== Selected excerpt ==
** begin **
The military plans of North Korea appear as a real absurdity: a consequence of the “mental illness” of its supreme leader Kim Jong-Il who condemns his population to famine while he squanders the meagre resources of the country in mad and ultimately suicidal military programs. In reality the policy led by North Korea is only a caricature of that led by all the world’s states, beginning with the most powerful of them, America. The US Iraqi adventure has also been attributed to the stupidity of George W Bush jnr, his father’s son like Kim Jong-Il. In reality if certain political leaders are crazy, paranoid or megalomaniac (this was true for Hitler or “Emperor” Bokassa of Central Africa, although it seems not to be the case of George W, even if he is not a politician of high calibre) the “crazy” policies that they may carry out are only the expression of the convulsions of a system which itself has gone insane because of the insurmountable contradictions at the economic base.

Here is the world, the future, that the bourgeoisie offers us: insecurity, war, massacres, famines and as a bonus, the promise of an irreversible degradation of the environment whose consequences have begun to manifest themselves with climatic change whose effects risk being still more catastrophic than those of today (storms, hurricanes, deadly floods, etc). And one of the most revolting things is that all the sectors of the dominant class have the nerve to present the crimes for which they are responsible as animated by the love of great human principles: prosperity, liberty, security, solidarity, the struggle against oppression…

It is in the name of “prosperity” and “well being” that the capitalist economy whose sole motor is the search for profit, plunges millions of human beings into poverty, unemployment and despair at the same time as it systematically destroys the environment. It is in the name of “liberty” and “security” that American power and many others launch their military adventures. It is in the name of solidarity between civilisations or “national solidarity” faced with terrorist or other threats that it reinforces the ideological clothing of these projects. It is in the name of the struggle against the “American Satan” and his accomplices that the terrorist cliques carry out their actions preferably against totally innocent civilians.

In fact it is not the ruling class and its terrorist clones that will do anything to defend these values, but only the exploited class par excellence, the proletariat.

Workers’ struggles herald and prepare the future

In the middle of all this bloody barbarism which characterises today’s world, the only ray of hope for humanity resides in the resurgence of working class struggles on the world scale, seen especially over the past year. Because the economic crisis develops on a world scale and spares no country or region the proletarian struggle against capitalism tends to develop more and more at the planetary level. It embodies the future perspective of the overthrow of capitalism. In this sense the simultaneous nature of class combats of recent months, in the most industrialised states as much as in the countries of the “Third World”, are significant of the present recovery of the class struggle. After the strikes which paralysed Heathrow Airport in London and New York public transport in 2005, it was the SEAT workers in Barcelona, then the students in France, followed immediately by the steel workers in Vigo, Spain, who have entered massively into struggle since the spring. At the same moment in the Arab Emirates in Dubai a wave of struggles exploded among immigrant labourers working on the construction sites.
** end **
== Data section ==
** begin **
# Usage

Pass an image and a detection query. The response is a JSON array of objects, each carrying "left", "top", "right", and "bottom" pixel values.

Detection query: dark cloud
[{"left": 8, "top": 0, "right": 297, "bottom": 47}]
** end **
== Things to do ==
A - In the excerpt on war and class struggle, which workers in Vigo, Spain, entered massively into struggle?
B - Write the next passage of the excerpt on war and class struggle, beginning right after its final sentence.

== Results in order ==
A - The steel workers.

B -
Faced with repression the airport workers in Dubai went spontaneously on strike at the end of May in solidarity with the construction workers. In Bangladesh nearly 2 million textile workers in the Dhaka region went on a series of massive wildcat strikes at the end of May and the beginning of June protesting against miserable wages and the unbearable conditions of life that capitalism makes them suffer. [3]

Everywhere, whether in the more developed countries like the US, Great Britain, France, and earlier Germany and Sweden, or in less developed countries like Bangladesh the working class is in the process of raising its head to develop its struggles. The enormous militancy that characterises the recent struggles reveals that everywhere the exploited class today refuses to submit to the unacceptable and barbaric logic of capitalist exploitation.

On the world scene, faced with the development of “every man for himself” and of the war of “all against all” amongst bourgeois cliques, the working class is in the process of opposing its own perspective: that of unity and solidarity against the incessant attacks of capitalism. It is this solidarity which has particularly marked all the workers’ struggles over the last year and shows a considerable advance in the class consciousness of the proletariat. Faced with the impasse of capitalism, of unemployment, redundancies and “no future” that this system promises to the workers and especially to its new generations, the exploited class is in the process of understanding that its sole strength resides in its capacity to oppose a massive unified front to the capitalist Moloch.

Thus two worlds confront each other. The first, after incarnating human progress against feudalism, has become the official defender of all the barbarism, brutality and despair which overwhelms the human race. For its part, even if it is not yet conscious of it, the working class represents the future, a future which will finally get rid of poverty and war. A future in which one of the most precious principles of the human species, solidarity, will become the universal rule. A solidarity which the recent workers’ struggles show has not been definitively buried by a society in decline, but which represents a future of combat.

Fabienne 8th July 2006



[1] That does not mean that the governments of the “democratic” countries cannot, in certain circumstances, let develop, or even encourage, the activity of such groups in order to justify their military undertakings or the reinforcement of repressive measures. The most obvious example of such policy is that of the American state before and after the outrages of 9/11. Only the naive can believe that they were not deliberately anticipated, encouraged (even organised in part) and hidden by the specialised organs of the USA (in this respect see our article: “Pearl Harbour 1941, Twin Towers 2001, the Machiavelism  of the bourgeoisie” in International Review nº108).

[2]  This moreover is the fear expressed today in certain sectors of the Israeli bourgeoisie faced with Tsahal’s offensive in the Gaza Strip in the name of freeing an Israeli soldier kidnapped by a terrorist group.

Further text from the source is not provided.